What is being asked:
Please show every line from the entries that carries the word "electrical".
START Data supplied
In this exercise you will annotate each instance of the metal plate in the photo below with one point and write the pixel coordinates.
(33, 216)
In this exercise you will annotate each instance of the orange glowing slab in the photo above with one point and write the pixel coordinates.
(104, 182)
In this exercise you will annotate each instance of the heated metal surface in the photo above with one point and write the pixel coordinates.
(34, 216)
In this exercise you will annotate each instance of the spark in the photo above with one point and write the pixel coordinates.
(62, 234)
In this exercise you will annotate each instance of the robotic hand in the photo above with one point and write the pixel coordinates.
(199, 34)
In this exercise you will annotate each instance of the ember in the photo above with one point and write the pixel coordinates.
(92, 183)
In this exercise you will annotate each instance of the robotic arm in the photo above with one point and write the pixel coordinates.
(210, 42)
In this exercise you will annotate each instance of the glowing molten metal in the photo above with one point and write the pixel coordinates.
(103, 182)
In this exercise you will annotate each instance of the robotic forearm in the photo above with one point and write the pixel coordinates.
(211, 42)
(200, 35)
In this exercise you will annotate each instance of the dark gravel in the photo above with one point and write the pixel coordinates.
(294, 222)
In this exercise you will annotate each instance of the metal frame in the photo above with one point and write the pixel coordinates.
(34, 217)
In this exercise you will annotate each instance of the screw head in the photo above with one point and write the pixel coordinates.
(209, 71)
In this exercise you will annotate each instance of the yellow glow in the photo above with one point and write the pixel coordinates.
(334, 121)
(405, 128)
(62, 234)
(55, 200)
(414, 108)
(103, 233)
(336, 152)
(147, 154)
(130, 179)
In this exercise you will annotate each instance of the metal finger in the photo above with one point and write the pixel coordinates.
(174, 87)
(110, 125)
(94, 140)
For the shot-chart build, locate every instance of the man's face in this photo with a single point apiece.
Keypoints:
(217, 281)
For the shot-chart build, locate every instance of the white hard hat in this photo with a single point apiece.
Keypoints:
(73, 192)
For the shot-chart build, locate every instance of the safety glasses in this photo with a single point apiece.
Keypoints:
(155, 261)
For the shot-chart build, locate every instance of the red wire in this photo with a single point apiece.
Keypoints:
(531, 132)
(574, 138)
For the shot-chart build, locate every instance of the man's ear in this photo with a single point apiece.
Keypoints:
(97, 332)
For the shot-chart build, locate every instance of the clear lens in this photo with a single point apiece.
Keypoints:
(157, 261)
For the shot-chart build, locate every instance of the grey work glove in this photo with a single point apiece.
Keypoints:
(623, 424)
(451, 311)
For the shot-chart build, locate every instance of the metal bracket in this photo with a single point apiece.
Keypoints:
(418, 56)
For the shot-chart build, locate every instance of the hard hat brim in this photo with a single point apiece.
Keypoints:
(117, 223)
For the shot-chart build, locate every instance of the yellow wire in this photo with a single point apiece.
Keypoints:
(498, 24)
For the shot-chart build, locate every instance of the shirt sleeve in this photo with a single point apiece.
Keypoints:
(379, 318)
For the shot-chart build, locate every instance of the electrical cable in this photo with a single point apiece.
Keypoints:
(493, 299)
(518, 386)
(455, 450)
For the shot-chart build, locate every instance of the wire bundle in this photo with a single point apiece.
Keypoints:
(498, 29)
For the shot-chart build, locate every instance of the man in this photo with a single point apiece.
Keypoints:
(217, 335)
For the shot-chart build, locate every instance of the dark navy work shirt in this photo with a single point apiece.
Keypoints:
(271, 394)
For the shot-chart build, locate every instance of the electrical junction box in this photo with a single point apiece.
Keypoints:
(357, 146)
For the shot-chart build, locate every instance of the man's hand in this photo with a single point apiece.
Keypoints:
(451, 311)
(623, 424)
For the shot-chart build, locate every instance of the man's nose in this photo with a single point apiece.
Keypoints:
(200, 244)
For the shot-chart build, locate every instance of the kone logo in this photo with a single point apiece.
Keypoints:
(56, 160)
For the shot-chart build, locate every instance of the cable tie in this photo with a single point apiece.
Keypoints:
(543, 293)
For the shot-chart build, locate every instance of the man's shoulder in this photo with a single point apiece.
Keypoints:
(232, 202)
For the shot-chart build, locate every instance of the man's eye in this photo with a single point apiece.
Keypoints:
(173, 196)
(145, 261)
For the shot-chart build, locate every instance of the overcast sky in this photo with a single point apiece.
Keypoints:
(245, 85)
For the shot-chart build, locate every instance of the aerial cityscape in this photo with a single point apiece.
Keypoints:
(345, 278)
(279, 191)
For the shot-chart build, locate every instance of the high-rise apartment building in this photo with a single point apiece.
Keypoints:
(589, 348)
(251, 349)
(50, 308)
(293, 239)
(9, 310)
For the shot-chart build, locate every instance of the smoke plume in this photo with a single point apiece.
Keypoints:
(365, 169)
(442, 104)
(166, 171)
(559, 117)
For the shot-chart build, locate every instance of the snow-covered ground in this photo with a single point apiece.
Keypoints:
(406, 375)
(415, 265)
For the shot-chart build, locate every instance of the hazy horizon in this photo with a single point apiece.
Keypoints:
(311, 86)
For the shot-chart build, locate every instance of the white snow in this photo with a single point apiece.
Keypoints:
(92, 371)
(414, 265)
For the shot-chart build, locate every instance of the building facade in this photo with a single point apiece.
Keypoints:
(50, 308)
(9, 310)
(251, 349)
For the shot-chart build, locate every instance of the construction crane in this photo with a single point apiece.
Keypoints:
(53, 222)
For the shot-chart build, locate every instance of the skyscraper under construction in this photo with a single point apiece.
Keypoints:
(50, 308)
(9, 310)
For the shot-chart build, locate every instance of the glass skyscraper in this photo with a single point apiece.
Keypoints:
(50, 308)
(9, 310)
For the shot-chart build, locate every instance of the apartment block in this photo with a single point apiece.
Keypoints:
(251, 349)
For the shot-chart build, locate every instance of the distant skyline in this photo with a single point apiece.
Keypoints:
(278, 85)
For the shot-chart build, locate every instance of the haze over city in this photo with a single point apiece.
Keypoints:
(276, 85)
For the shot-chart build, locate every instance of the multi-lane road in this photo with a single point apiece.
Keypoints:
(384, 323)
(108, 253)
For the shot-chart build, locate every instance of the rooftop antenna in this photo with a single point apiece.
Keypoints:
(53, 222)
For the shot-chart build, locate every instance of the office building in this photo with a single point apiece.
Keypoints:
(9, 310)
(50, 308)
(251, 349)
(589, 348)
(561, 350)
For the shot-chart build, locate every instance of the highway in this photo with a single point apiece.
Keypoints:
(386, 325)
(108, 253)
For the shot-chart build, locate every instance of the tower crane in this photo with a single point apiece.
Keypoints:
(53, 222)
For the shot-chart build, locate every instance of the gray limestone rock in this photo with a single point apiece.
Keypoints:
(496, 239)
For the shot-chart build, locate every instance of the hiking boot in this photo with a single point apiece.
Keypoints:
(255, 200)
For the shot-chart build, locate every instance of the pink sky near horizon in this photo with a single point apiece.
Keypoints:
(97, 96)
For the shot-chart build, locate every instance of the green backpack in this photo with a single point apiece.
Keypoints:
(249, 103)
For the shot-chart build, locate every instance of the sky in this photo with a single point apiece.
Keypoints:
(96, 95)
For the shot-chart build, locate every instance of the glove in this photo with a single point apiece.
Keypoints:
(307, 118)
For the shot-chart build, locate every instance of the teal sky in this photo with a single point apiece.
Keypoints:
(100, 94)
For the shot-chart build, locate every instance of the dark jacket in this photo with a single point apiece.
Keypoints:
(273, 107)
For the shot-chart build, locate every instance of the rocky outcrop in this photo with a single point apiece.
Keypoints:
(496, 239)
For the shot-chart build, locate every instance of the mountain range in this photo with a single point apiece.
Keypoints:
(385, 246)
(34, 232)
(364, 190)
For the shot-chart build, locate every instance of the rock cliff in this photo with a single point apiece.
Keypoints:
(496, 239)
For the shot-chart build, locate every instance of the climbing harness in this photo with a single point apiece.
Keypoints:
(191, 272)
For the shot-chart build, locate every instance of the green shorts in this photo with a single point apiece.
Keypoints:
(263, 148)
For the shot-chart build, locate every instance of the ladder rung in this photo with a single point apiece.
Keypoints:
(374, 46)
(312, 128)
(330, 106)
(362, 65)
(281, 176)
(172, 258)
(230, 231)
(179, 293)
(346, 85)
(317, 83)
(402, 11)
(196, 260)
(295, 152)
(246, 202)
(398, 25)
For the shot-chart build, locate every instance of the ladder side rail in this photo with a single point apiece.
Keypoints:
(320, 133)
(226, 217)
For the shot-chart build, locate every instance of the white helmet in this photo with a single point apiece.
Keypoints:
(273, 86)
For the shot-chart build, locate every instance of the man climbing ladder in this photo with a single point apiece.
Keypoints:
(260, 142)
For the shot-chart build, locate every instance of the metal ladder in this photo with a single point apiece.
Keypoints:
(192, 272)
END Data supplied
Answer for the task:
For the shot-chart build, locate every instance of the electrical cable in this photo with a single point apiece.
For the shot-chart build, locate every instance of the electrical junction box in this photo with a single point apiece.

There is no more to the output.